### Required work
Rewrite the rows from the line containing "Performance-review request: for every instance of the open" through the end of the rows, keeping every line and shifting each coordinate in the answers by -21.

### Data rows
···

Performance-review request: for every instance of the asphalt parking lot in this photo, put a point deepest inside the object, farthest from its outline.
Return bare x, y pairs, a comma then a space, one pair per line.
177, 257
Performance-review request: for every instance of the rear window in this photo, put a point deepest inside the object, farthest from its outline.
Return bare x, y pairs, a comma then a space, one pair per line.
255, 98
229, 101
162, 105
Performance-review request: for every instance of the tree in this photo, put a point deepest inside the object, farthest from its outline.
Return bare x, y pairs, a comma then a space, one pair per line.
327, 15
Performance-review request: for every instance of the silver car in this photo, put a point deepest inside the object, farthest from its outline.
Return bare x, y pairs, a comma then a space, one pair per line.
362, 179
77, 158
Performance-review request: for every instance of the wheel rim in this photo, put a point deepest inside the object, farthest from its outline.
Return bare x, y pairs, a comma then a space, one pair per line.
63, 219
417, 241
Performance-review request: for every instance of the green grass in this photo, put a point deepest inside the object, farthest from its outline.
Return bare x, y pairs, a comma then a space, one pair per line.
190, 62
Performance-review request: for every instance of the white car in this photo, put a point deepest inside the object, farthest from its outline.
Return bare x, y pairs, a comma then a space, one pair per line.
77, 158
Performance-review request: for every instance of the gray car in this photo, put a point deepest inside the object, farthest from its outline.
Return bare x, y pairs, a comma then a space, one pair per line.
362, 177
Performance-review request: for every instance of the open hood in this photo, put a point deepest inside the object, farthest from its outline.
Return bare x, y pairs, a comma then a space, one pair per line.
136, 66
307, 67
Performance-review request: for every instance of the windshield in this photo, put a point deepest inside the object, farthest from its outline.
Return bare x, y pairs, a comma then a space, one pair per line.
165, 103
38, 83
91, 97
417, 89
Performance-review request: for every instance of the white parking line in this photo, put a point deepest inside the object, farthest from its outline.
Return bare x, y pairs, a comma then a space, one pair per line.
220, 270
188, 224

···

### Solution for this task
Performance-review request: for every instance of the open hood in this photo, put a point deepest inside the object, farthest from its outline.
Return bare x, y pairs, a comma then a space, one pair per line.
115, 45
286, 46
Performance-review request: for every instance of the windshield in this photo, put a point deepest inside the object, farthest from its outline.
Return bare x, y pairs, a comma then a space, one pair per line.
144, 82
17, 62
70, 76
396, 68
Performance-review request: for every instance of the white parking line in this photo, put a point deepest inside the object, farthest from its outline.
Return bare x, y pairs, a comma then a space, one pair per line.
199, 249
167, 203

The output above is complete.